══ Gösterilen metin

Ramazan ayı, tüm gün aç kalınmasının ardından aile fertlerinin ve dostların bir araya geldiği, çeşit çeşit yemekle süslenen iftar sofralarında yemeğin biraz fazla yenebildiği, gün doğmadan uyku bölünerek sahura kalkılarak yemek yenen, beslenme rutininde ve sağlıkta önemli değişikliklere yol açan bir ay. Yeditepe Üniversitesi Beslenme ve Diyetetik Bölümü Başkanı Doç. Dr. Binnur Okan Bakır, “Ramazan süresince sahura kalkılması, ilk öğünün gün başlarken yapılması önemlidir. Sahurda yediğimiz besinlerin türü ve miktarı yaşayacağınız günün kalitesini, iyilik halimizi, zihinsel kapasitemizi ve metabolizmamızı etkiler” diyor. Bakır’ın Milliyet okurlarına önerileri var…
Hamur işleri tok tutar: Yanlış. Tüm gün tok tutacağına inanılan hamur işleri, poğaça, kek, kurabiye gibi işlenmiş karbonhidratlardan zengin yiyecekler kan şekerimizde dengesizliğe, gün içinde halsizlik, yorgunluk ve erken acıkma hissine neden olabilir. İşlenmiş karbonhidratlar yerine tam taneli, tam tahıllı ekmek ve ürünleri tercih edilmeli, porsiyon kontrolüne dikkat edilmelidir.

════
══ Sağlanan veriler

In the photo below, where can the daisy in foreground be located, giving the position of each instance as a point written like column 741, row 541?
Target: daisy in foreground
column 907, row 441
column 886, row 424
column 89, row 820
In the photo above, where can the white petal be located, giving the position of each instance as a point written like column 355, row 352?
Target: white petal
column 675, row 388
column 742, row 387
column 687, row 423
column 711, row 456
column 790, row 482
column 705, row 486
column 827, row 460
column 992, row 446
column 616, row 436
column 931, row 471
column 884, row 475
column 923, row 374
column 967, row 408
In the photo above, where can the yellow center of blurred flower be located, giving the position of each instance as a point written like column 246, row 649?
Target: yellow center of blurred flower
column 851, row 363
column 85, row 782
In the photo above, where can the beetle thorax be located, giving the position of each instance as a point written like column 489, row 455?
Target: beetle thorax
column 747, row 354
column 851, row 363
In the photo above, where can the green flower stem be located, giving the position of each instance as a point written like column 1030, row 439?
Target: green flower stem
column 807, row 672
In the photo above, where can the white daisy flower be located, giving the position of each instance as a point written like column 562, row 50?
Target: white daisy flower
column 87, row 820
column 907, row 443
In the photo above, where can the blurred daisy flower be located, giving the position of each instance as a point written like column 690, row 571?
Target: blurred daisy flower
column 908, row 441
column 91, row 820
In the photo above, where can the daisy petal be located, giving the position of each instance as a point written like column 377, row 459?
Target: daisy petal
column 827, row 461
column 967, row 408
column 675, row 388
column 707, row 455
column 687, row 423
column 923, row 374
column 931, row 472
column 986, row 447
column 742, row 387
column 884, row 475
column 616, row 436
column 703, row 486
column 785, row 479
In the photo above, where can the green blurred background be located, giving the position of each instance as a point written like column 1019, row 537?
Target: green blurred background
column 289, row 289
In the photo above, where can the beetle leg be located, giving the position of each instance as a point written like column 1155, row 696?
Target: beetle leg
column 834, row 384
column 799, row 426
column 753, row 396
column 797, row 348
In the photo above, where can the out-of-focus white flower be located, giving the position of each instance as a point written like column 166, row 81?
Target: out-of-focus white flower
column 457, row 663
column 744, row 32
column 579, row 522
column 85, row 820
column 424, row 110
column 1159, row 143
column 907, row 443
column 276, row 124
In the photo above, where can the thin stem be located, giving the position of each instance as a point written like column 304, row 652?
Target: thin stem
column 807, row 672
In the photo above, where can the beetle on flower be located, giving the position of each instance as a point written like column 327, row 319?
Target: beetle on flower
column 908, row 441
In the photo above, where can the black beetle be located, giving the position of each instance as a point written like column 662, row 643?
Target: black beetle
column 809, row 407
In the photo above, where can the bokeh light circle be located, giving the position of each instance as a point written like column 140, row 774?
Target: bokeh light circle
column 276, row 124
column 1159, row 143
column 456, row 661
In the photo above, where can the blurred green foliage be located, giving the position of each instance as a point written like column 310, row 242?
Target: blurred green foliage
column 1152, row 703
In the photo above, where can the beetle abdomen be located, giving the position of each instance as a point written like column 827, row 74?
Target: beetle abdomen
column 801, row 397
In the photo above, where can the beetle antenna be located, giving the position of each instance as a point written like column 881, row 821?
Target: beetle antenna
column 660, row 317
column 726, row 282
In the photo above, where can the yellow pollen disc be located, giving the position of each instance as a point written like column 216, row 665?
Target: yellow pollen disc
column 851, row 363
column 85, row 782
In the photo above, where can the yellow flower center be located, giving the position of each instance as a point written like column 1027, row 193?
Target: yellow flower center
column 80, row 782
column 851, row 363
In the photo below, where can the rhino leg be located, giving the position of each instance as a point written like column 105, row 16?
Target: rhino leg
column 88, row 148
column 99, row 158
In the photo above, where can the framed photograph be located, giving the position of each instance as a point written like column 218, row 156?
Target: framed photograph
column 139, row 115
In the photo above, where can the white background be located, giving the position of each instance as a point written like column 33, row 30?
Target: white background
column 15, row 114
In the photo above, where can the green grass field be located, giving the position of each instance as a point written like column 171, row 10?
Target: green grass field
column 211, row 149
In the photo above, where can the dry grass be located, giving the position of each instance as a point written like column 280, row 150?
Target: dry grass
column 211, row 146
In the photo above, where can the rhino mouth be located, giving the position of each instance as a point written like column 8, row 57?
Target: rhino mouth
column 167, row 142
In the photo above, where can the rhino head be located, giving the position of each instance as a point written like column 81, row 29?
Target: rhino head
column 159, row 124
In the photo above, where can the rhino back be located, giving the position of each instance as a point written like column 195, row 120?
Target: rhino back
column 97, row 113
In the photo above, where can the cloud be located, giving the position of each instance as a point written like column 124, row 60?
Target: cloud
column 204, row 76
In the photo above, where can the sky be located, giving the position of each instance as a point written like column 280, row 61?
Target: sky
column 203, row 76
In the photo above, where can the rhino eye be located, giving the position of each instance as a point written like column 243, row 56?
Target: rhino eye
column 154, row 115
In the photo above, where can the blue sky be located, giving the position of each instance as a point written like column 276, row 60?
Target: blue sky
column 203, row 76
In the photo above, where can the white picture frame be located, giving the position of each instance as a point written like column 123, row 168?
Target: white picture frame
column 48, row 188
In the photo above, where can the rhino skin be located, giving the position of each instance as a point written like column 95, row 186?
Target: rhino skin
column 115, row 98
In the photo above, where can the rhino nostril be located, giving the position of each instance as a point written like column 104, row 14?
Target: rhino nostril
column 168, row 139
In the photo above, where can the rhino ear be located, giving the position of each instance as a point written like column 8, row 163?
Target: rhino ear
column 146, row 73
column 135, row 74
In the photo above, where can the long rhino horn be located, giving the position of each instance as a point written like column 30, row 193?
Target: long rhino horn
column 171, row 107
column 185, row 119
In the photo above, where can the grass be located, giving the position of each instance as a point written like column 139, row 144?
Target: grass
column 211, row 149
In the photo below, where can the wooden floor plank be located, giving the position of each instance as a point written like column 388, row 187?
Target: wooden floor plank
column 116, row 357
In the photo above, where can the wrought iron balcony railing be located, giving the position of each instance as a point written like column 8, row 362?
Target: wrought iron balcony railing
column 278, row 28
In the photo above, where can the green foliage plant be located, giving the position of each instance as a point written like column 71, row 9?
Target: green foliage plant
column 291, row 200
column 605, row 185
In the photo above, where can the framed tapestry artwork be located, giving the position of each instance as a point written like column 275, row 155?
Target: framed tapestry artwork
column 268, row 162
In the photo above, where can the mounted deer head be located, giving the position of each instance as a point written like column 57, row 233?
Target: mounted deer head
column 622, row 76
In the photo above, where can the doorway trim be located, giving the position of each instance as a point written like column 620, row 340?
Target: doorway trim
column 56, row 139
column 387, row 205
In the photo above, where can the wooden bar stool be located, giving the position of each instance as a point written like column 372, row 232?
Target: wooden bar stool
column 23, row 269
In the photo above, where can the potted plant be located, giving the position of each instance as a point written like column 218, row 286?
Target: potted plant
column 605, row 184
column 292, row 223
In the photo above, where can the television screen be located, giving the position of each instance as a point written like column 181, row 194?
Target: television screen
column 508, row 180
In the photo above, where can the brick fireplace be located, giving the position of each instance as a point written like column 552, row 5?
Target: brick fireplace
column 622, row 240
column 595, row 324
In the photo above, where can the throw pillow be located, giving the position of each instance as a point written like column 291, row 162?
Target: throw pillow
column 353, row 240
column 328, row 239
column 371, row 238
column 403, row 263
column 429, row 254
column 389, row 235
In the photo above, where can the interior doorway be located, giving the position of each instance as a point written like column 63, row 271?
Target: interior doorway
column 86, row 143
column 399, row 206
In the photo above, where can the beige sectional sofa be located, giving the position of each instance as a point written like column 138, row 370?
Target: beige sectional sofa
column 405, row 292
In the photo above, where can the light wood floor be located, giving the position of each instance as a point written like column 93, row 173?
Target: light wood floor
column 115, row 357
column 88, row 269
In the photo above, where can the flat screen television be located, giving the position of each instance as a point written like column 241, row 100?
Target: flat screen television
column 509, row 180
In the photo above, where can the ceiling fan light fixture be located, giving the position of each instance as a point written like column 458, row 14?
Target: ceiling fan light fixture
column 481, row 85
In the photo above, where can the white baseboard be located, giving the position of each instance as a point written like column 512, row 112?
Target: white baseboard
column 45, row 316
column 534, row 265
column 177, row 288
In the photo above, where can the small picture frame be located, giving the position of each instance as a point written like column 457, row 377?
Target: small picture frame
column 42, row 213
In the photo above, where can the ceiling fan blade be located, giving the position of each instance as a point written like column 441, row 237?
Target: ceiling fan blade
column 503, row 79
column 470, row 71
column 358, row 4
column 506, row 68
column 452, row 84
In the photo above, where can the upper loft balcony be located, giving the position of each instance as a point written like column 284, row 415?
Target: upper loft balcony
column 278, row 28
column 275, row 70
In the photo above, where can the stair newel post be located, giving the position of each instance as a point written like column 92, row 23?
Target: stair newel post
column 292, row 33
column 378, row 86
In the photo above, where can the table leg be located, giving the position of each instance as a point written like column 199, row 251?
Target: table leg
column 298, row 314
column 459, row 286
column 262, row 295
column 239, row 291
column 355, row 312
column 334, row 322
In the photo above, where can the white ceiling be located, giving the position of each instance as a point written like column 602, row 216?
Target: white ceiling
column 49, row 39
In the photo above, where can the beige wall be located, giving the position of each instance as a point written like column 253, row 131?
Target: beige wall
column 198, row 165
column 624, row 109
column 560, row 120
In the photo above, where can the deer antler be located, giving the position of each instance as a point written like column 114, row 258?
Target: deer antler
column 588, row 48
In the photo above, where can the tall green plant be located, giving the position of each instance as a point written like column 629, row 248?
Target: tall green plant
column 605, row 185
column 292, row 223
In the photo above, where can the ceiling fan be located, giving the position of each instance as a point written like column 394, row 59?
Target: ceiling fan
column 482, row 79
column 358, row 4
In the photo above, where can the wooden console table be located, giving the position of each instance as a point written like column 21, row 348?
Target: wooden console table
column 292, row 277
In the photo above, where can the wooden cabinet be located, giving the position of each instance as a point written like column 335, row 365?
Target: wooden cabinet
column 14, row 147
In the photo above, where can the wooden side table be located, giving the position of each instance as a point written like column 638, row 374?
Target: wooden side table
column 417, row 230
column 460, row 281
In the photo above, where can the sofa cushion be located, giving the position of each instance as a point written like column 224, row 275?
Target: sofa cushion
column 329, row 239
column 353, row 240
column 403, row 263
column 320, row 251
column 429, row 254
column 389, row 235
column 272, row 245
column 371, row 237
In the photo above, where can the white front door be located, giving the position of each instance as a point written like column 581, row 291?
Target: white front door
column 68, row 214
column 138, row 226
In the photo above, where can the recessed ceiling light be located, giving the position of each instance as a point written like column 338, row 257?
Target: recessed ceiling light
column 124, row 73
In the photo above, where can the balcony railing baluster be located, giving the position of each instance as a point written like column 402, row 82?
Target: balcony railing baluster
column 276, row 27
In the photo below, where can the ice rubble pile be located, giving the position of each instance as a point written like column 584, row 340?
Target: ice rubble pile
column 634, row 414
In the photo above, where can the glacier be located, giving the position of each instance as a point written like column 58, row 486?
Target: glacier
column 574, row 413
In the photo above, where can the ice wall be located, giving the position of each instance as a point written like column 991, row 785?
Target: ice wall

════

● **Göreviniz**:
Ramazan beslenmesi üzerine olan metne göre hamur işlerinin tüm gün tok tuttuğu inancı neden yanlıştır? Bir ila üç cümleyle açıklayın. Veriler, metinden ayrı bir malzemedir.

● **Sorunun çözümü**:
Poğaça, kek, kurabiye gibi işlenmiş karbonhidratlardan zengin hamur işleri kan şekerinde dengesizliğe yol açabilir. Bu da gün içinde halsizlik, yorgunluk ve erken acıkma hissine neden olabilir.